▸ **TASK TO CARRY OUT**
Since the pictures are not wanted, retype the listing below exactly and without them.

DATASET CONTENT below:

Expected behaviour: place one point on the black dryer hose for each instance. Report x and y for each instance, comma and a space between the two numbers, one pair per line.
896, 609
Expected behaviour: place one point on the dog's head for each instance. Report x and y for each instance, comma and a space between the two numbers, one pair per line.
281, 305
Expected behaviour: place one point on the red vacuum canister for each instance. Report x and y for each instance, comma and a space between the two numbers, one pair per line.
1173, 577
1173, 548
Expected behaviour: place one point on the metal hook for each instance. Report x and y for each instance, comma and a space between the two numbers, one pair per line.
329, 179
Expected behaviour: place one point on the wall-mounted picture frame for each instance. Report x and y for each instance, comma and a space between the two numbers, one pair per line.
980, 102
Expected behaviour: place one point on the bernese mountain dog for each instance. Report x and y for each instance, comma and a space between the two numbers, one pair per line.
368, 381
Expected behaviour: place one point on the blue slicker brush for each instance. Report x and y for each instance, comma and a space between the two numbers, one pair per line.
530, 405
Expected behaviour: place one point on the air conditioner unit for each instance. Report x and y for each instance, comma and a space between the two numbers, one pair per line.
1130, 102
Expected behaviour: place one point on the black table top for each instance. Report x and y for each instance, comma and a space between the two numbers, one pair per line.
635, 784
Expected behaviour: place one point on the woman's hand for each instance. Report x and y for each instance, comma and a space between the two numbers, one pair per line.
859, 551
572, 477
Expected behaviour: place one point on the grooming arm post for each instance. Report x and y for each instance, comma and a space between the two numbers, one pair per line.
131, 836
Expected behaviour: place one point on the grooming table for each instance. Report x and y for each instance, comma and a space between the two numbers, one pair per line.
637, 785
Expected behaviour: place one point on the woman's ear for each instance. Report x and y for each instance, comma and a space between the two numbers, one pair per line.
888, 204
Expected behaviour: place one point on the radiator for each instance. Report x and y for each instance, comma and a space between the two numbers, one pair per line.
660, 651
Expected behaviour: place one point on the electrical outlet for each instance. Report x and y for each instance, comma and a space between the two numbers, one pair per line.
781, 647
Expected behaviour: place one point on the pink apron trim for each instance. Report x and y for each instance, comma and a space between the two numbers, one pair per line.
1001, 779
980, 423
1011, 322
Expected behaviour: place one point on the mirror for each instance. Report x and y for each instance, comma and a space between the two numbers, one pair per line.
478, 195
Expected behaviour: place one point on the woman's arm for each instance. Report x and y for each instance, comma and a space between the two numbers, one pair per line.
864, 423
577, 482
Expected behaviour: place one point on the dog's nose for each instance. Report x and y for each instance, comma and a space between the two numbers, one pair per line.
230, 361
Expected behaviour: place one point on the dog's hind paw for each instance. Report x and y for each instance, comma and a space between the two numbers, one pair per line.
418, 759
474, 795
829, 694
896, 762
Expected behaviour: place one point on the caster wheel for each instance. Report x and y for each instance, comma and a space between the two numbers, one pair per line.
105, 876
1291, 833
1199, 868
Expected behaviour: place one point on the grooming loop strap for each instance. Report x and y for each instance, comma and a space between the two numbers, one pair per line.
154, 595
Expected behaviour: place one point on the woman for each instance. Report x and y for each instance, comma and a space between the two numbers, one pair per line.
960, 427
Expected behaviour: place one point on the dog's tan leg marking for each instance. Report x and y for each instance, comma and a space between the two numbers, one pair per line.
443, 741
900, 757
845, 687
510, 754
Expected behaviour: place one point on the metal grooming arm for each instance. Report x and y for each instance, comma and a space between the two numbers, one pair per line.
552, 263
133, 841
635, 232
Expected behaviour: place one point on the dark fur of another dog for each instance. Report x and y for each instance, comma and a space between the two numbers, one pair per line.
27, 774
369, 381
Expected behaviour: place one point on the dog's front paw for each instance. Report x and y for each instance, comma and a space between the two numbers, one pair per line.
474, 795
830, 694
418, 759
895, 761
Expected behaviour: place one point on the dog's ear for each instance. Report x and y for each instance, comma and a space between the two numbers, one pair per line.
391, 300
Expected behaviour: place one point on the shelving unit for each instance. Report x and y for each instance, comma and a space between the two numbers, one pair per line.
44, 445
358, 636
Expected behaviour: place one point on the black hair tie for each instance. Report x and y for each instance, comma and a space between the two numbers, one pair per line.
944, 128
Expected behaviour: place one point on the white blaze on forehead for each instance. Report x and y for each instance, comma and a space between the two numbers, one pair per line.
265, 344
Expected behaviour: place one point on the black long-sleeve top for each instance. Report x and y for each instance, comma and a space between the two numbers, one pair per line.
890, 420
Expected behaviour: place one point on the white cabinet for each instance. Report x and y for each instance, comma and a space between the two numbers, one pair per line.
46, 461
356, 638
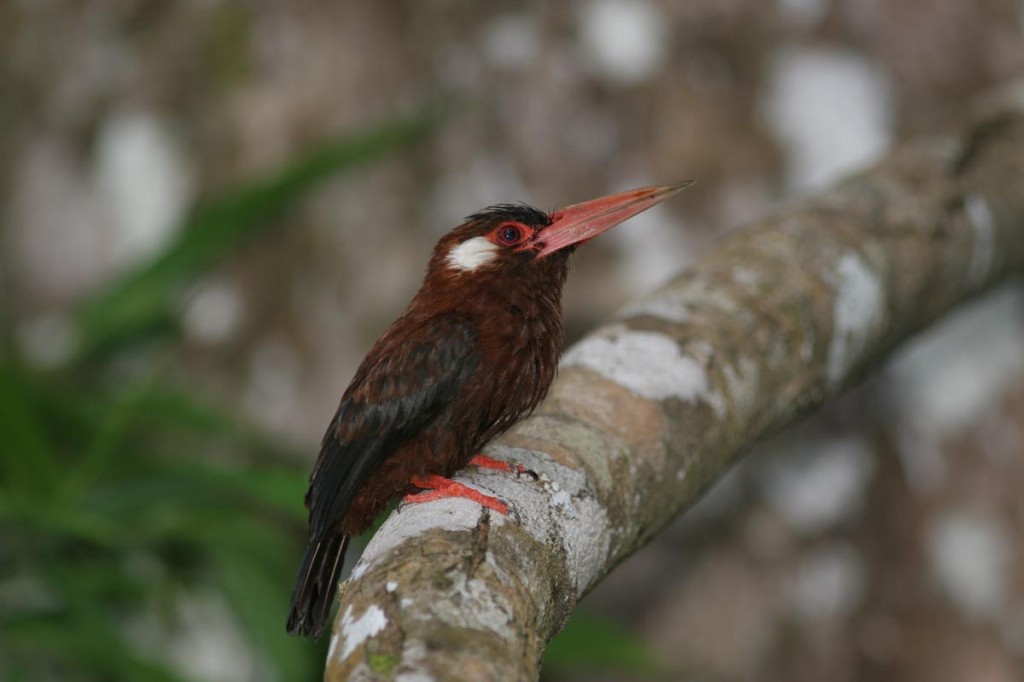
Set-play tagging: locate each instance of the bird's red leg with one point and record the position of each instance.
(436, 487)
(484, 462)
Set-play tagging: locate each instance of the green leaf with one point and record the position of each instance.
(142, 302)
(27, 459)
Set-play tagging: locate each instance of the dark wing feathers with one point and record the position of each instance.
(410, 376)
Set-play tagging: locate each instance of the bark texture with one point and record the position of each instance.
(650, 409)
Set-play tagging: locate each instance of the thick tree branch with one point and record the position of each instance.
(649, 410)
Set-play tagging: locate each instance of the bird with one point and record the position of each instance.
(473, 353)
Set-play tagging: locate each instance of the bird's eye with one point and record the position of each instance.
(510, 235)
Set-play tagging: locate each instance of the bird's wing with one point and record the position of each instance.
(407, 379)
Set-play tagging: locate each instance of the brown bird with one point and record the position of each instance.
(473, 353)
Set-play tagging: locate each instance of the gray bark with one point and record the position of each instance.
(649, 410)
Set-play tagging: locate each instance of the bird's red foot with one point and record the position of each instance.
(484, 462)
(437, 487)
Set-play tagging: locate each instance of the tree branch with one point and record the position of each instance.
(651, 409)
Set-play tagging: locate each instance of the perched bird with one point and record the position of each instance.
(473, 353)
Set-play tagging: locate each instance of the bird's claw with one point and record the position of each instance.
(438, 487)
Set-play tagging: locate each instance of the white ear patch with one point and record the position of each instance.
(472, 253)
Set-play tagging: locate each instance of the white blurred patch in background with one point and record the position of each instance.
(832, 111)
(145, 178)
(624, 41)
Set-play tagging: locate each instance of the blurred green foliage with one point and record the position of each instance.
(123, 498)
(591, 643)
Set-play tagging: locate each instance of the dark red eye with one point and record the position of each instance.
(510, 235)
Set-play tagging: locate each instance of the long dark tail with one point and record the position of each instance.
(315, 585)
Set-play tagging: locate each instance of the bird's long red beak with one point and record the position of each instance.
(580, 222)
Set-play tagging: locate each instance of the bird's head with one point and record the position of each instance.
(512, 240)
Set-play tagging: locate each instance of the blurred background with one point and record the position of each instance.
(210, 209)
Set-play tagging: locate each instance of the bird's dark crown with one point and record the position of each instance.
(523, 213)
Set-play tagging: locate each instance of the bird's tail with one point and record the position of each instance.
(315, 585)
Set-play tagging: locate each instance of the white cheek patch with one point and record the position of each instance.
(472, 253)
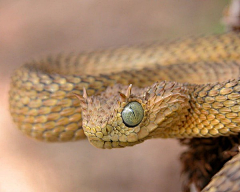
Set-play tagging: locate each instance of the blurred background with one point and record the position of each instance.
(31, 29)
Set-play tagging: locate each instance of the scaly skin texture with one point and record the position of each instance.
(46, 101)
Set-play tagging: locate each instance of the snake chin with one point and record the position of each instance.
(103, 121)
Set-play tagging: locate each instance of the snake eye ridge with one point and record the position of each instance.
(132, 114)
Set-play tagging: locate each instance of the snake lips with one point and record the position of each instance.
(139, 114)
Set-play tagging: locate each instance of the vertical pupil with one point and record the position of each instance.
(132, 114)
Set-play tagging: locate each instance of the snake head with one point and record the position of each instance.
(117, 119)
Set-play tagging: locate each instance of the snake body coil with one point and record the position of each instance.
(43, 104)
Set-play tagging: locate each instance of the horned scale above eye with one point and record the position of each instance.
(132, 114)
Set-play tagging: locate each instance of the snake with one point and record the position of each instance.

End of DATASET CONTENT.

▸ **SOLUTION TO THIS EXERCISE**
Expected behaviour: place one point on the black dryer hose for each instance. Report x and y for each instance, comma and a space between the two numbers, one pair per line.
896, 609
Expected behaviour: place one point on the dog's head for each instance. Report x and y for each instance, comma and a space between the two numbers, one pair per line.
281, 305
Expected behaviour: place one point on the red vacuum canister for each instance. Report x and y for each instance, comma and a space between the two numbers, one pair per line.
1173, 577
1173, 548
Expected behaviour: place one point on the metal hook for each instance. Report x and y for each instance, comma and a space between the two numbers, one pair per line.
329, 179
Expected behaviour: place one point on the wall-mounted picture frame for each instance. Report x and y for each instance, comma and a space between the two numbers, one pair per line.
980, 102
Expected behaviour: place one point on the bernese mountain dog for each instance. Report x and y for each instance, comma and a space between the two numbers, one pair per line.
368, 381
Expected behaviour: place one point on the blue slicker brush for each instance. Report x and y for each instance, comma and a space between the two numbers, one pair per line.
530, 405
Expected behaviour: place one point on the air conditioner unit for each instance. Report x and y for each instance, comma and a space between the two numbers, one pair per line.
1130, 102
Expected behaviour: place one point on the black table top for each instance. Report x and y for each instance, comma and a space between the two numbers, one pair per line.
635, 784
Expected behaviour: place one point on the woman's hand for each instance. Report x and y for each instance, comma and a space between the two numbers, one pair per line.
859, 551
572, 477
Expected behaviour: place one point on the grooming arm post for each instance. Report x and y for each instance, comma and a space between the two numbers, one pair per line.
131, 836
Expected behaviour: place one point on the grooming table for each instance. Report x and y for each instance, comma and a space between the two numbers, one pair per line.
637, 785
Expected behaviour: place one point on the woman's ear for each instance. Report x and y for each instance, comma and a space between the two numbers, one pair per line.
888, 204
Expected behaviour: place one point on the radiator for each instance. Report x and y for each instance, comma and a space between the two numbers, one pair per line.
660, 651
Expected behaviour: place one point on the electrical outlet for each instance. Report x and y for each instance, comma and a space between the two numbers, one pair per line.
781, 647
Expected behaviour: place one point on the pink apron trim for each instance. Report x and y for each instance, comma and a space between the two numbers, one pair per line.
1001, 779
980, 423
1011, 322
Expected behaviour: place one point on the mirror for each instance. Report x and y for each instance, comma and a space between the two numbers, one pair per line.
478, 195
Expected behaviour: place one point on the woman's arm for each instance. Report x and y for each instance, comma and a space between the two numbers, one pair per line.
864, 423
577, 482
Expected behaviour: place one point on the dog's nose for each instance. Report x and y for each instance, comma and a space between the two numbers, one pair per line.
230, 361
Expected behaviour: place one point on the dog's hind paw for each instance. Report x and y for each instance, comma and a space between the two numbers, one pair per line.
418, 759
474, 795
829, 694
896, 762
Expected behaviour: place one point on the caster wheel for each instance. Report x and y for each instance, comma and a space between the two numbers, one pair per line.
105, 876
1291, 833
1199, 868
Expected behaviour: place one point on the grooming loop strap for each instance. Report x and y for each instance, comma and a space between the two numbers, one pair per line.
154, 595
Expected behaviour: place one point on the woman for each instance. Report x and y for each instance, comma and a space between the two numbers, one pair per line.
960, 427
Expected behaviour: place one point on the dog's tan leg marking for each instance. Report x and y for each instance, comma and a space between the two numbers, one pair per line.
443, 741
900, 757
845, 687
510, 754
Expected behaviour: place one point on the metal grooming arm for each instance. Report x and y for each instance, comma and a space between the two numbers, one pair per line.
552, 263
133, 841
635, 232
Expected behaviour: place one point on the dark fur of another dog for each instance. Report x and y for each instance, comma and a space between the two numbers, one pair per line.
27, 774
369, 381
Expected behaviour: place one point on the dog's front paw for each instance. Report x and y for each instance, comma and a space between the two numbers, one pair per line.
474, 795
830, 694
418, 759
895, 761
Expected behaviour: place one point on the dog's ear for each instance. Report x and y for each instance, comma and a space between the two numbers, one pair per line.
391, 300
Expected behaviour: place one point on the shelving unit for each instance. Report x and y for each instance, comma and a space between the two numbers, one pair per line.
44, 445
358, 636
Expected behaviour: place one point on the black hair tie for each instance. Report x and y for each instance, comma and a space between the two numbers, one pair per line.
944, 128
Expected behaviour: place one point on the white blaze on forehead for each instance. Report x and y for each instance, comma and a space between the two numbers, one pair per line.
265, 344
Expected behaviour: place one point on the black long-sleeve top for each instance. Report x and y for each instance, comma and a space between the two numbers, one pair per line.
890, 420
Expected behaviour: place one point on the white cabinet for each instance. Report x and y for each instance, comma and a space between the two numbers, one pair per line.
46, 461
356, 638
Set-play tagging: locate each instance of the bird's red leg with one point and record the position of each instance.
(436, 487)
(484, 462)
Set-play tagging: locate each instance of the green leaf with one point and record the position of each instance.
(142, 302)
(27, 459)
Set-play tagging: locate each instance of the dark wing feathers with one point and record the position of each instance.
(410, 376)
Set-play tagging: locate each instance of the bark texture with one point and record the position of each instance.
(650, 409)
Set-play tagging: locate each instance of the thick tree branch with one point and record the position of each instance.
(649, 410)
Set-play tagging: locate each instance of the bird with one point and record the position of each instance.
(473, 353)
Set-play tagging: locate each instance of the bird's eye with one point and record the position of each instance.
(510, 235)
Set-play tagging: locate each instance of the bird's wing with one point and record the position of each instance.
(407, 379)
Set-play tagging: locate each instance of the brown bird with one point and record the position of each instance.
(473, 353)
Set-play tagging: locate each instance of the gray bark with one point and record the position of each instance.
(649, 410)
Set-play tagging: locate each instance of the bird's red foot with one point and record the position of each instance.
(484, 462)
(437, 487)
Set-play tagging: locate each instance of the tree branch with one point and record the position of each instance.
(651, 409)
Set-play tagging: locate each instance of the perched bird with one point and record the position of each instance.
(473, 353)
Set-play tagging: locate each instance of the bird's claw with one point and record the position of each instance.
(438, 487)
Set-play tagging: locate each instance of the white ear patch with one point and record the position of each instance.
(472, 253)
Set-play tagging: locate each instance of the white blurred patch in background with one point and record the position of each instance.
(832, 111)
(145, 178)
(624, 41)
Set-play tagging: locate each instance of the blurred green foliage with one point and record the position of each instance.
(123, 498)
(591, 643)
Set-play tagging: locate each instance of the dark red eye with one point and record the position of each instance.
(510, 235)
Set-play tagging: locate each instance of the long dark tail with one point and record the position of each instance.
(315, 585)
Set-play tagging: locate each instance of the bird's long red beak with one point and record the position of each instance.
(580, 222)
Set-play tagging: locate each instance of the bird's head with one point and record the position of each instance.
(512, 240)
Set-play tagging: locate each instance of the blurred background with one point and record the position of each instance.
(210, 209)
Set-play tagging: locate each instance of the bird's dark crown with one point and record the position of each instance.
(523, 213)
Set-play tagging: locate each instance of the bird's tail with one point and record the position of each instance.
(315, 585)
Set-play tagging: locate each instance of the white cheek patch with one point and record the position of each instance.
(472, 253)
Set-play tagging: locate each instance of the blurred background with one point and record the position of each instance.
(31, 29)
Set-play tagging: locate each instance of the scaly skin texture with one point and record the position of each instance.
(46, 101)
Set-play tagging: locate each instance of the snake chin with one point and record the position of each instance.
(103, 121)
Set-play tagging: locate each instance of the snake eye ridge with one point and record the position of each instance.
(132, 114)
Set-play tagging: locate each instance of the snake lips with one point and record the position of each instance.
(139, 114)
Set-play tagging: locate each instance of the vertical pupil with one point and record the position of each instance.
(132, 114)
Set-play tagging: locate each instance of the snake head with one point and record the position of each instance.
(117, 119)
Set-play tagging: locate each instance of the snake body coil with one point and record the position of each instance.
(43, 104)
Set-play tagging: locate each instance of the horned scale above eye with one point and record the position of each instance.
(132, 114)
Set-play tagging: locate each instance of the snake with one point and record the position of each instance.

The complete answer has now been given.